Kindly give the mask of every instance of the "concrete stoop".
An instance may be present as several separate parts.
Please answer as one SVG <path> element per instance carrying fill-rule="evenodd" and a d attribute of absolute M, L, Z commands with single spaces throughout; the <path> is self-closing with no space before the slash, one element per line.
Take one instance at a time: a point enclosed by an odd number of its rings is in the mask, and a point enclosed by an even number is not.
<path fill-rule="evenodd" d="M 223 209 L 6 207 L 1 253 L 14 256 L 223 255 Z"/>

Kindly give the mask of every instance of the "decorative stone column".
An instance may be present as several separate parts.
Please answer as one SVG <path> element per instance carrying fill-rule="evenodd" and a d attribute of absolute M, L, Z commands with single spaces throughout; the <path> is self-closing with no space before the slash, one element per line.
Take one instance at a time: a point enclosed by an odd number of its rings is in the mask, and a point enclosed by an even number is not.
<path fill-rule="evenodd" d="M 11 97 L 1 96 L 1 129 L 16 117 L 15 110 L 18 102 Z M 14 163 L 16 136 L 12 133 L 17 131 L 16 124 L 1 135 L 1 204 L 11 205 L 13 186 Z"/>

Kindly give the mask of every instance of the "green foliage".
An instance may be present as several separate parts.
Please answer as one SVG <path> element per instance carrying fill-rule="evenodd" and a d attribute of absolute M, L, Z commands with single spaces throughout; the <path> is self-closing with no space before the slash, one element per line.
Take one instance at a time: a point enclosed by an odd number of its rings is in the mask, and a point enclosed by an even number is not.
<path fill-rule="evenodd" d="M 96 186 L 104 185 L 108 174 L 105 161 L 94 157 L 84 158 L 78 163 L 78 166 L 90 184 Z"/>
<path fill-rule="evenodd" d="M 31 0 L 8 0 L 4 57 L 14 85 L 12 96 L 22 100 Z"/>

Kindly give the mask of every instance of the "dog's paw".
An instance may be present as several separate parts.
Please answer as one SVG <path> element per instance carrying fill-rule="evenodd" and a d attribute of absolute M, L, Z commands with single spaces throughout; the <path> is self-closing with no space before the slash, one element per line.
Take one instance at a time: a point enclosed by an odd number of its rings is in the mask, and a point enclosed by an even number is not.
------
◆ Written exercise ◆
Lay out every line of the records above as a JSON list of strings, with one string per line and the blank lines omitted.

◆ Task result ◆
[
  "Kindly give the mask of every instance of the \"concrete stoop\".",
  "An instance may be present as several separate parts.",
  "Please answer as one SVG <path> element per instance carrying fill-rule=\"evenodd\" and a d attribute of absolute M, L, Z commands with single spaces throughout; the <path> is self-closing with no space before the slash, one element per line.",
  "Take one instance at a time: a point enclosed by an odd number of its rings is in the mask, and a point enclosed by an even number is not.",
  "<path fill-rule=\"evenodd\" d=\"M 223 209 L 6 207 L 1 253 L 14 256 L 223 255 Z\"/>",
  "Kindly give the mask of every instance of the \"decorative stone column\".",
  "An instance may be present as several separate parts.",
  "Please answer as one SVG <path> element per instance carrying fill-rule=\"evenodd\" and a d attribute of absolute M, L, Z commands with single spaces throughout; the <path> is self-closing with no space before the slash, one element per line.",
  "Take one instance at a time: a point enclosed by an odd number of its rings is in the mask, and a point enclosed by an even number is not.",
  "<path fill-rule=\"evenodd\" d=\"M 11 97 L 1 96 L 1 129 L 16 117 L 15 110 L 18 102 Z M 14 163 L 16 136 L 12 133 L 17 131 L 16 124 L 1 135 L 1 204 L 11 205 L 13 186 Z\"/>",
  "Kindly give the mask of every instance of the \"green foliage\".",
  "An instance may be present as several separate parts.",
  "Please answer as one SVG <path> element per instance carrying fill-rule=\"evenodd\" and a d attribute of absolute M, L, Z commands with single spaces throughout; the <path> is self-closing with no space before the slash, one element per line.",
  "Take one instance at a time: a point enclosed by an odd number of its rings is in the mask, and a point enclosed by an even number is not.",
  "<path fill-rule=\"evenodd\" d=\"M 96 186 L 104 185 L 108 174 L 105 161 L 94 157 L 84 158 L 78 163 L 78 166 L 90 184 Z\"/>",
  "<path fill-rule=\"evenodd\" d=\"M 31 0 L 8 0 L 4 57 L 14 85 L 12 96 L 22 100 Z\"/>",
  "Kindly give the mask of every instance of the \"dog's paw\".",
  "An instance may be present as several separate parts.",
  "Please answer as one SVG <path> element per instance carrying fill-rule=\"evenodd\" and a d attribute of absolute M, L, Z commands with single spaces throughout; the <path> is self-closing with no space before the slash, one element per line.",
  "Take one instance at a time: a point enclosed by an odd number of its rings is in the mask, and a point enclosed by an even number is not."
]